- ASSIGNMENT -
Please print exactly the line containing "of the stone" and every line after it to the end of the records below, and nothing more.

- AVAILABLE DATA -
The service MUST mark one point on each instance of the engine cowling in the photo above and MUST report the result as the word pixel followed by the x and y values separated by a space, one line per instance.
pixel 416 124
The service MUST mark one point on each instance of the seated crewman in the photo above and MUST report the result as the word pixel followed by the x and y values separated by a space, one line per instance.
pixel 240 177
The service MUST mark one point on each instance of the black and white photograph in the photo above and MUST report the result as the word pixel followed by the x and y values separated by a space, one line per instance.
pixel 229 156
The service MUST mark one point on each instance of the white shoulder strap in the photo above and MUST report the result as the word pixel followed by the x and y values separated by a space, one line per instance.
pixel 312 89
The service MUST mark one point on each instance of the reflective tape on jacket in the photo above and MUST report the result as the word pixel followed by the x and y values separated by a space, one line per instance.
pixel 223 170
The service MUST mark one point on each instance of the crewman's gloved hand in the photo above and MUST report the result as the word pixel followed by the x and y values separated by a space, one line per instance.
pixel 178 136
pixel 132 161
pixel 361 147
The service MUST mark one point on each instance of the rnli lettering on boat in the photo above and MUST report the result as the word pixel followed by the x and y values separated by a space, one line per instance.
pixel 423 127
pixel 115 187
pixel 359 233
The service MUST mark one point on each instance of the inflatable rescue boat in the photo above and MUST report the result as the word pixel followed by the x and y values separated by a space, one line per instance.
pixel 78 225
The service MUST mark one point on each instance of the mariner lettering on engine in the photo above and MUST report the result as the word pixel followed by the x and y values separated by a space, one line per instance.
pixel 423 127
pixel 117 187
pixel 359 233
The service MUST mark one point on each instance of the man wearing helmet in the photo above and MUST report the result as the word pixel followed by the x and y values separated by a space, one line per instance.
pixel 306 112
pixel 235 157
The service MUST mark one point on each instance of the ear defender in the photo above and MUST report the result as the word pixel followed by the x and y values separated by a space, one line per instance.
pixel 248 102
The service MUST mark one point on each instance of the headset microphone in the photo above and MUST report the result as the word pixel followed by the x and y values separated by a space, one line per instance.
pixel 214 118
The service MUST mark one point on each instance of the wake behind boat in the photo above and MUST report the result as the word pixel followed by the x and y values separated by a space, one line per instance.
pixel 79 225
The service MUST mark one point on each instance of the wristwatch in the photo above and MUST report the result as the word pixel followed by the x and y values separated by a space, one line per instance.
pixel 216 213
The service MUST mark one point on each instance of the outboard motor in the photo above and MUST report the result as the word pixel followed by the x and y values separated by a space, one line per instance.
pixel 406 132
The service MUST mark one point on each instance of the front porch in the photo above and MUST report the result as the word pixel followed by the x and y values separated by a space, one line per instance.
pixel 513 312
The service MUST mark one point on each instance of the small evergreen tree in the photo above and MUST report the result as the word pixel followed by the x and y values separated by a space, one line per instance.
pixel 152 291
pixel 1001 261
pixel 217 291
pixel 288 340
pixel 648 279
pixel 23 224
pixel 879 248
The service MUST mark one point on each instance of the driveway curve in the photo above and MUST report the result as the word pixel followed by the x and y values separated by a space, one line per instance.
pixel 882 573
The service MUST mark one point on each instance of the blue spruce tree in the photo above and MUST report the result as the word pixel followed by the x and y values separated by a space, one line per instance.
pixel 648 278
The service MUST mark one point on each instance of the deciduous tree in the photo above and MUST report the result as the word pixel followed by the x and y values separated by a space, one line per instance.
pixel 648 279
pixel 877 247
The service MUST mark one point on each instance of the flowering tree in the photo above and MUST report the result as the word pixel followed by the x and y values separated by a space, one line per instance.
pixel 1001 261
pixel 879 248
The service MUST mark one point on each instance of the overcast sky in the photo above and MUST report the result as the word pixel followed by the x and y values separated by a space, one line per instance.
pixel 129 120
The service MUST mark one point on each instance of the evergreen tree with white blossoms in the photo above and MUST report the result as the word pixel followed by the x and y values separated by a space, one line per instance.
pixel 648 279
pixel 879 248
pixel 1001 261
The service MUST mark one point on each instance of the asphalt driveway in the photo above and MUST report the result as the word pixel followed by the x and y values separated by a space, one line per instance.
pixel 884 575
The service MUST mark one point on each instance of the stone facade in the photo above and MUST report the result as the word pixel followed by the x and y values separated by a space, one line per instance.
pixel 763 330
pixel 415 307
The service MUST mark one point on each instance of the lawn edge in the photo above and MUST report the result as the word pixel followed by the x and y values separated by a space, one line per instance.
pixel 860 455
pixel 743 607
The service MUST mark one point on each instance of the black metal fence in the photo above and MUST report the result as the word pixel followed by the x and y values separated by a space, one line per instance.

- ANSWER TO THIS EXERCISE -
The service MUST mark one point on each instance of the stone facade in the photo above and MUST report the result as the word pixel followed by the x and y values separated by a space, one line per instance.
pixel 763 330
pixel 415 307
The service MUST mark one point on each instance of the lawn edge in the photo above and MUST report the result as the word pixel followed by the x and y values separated by a space, one line per instance.
pixel 860 455
pixel 743 607
The service MUST mark one point on each instance of the black metal fence in the photo above and MUST report the result as the word pixel followed by the x and y values separated by a space, one line per instance.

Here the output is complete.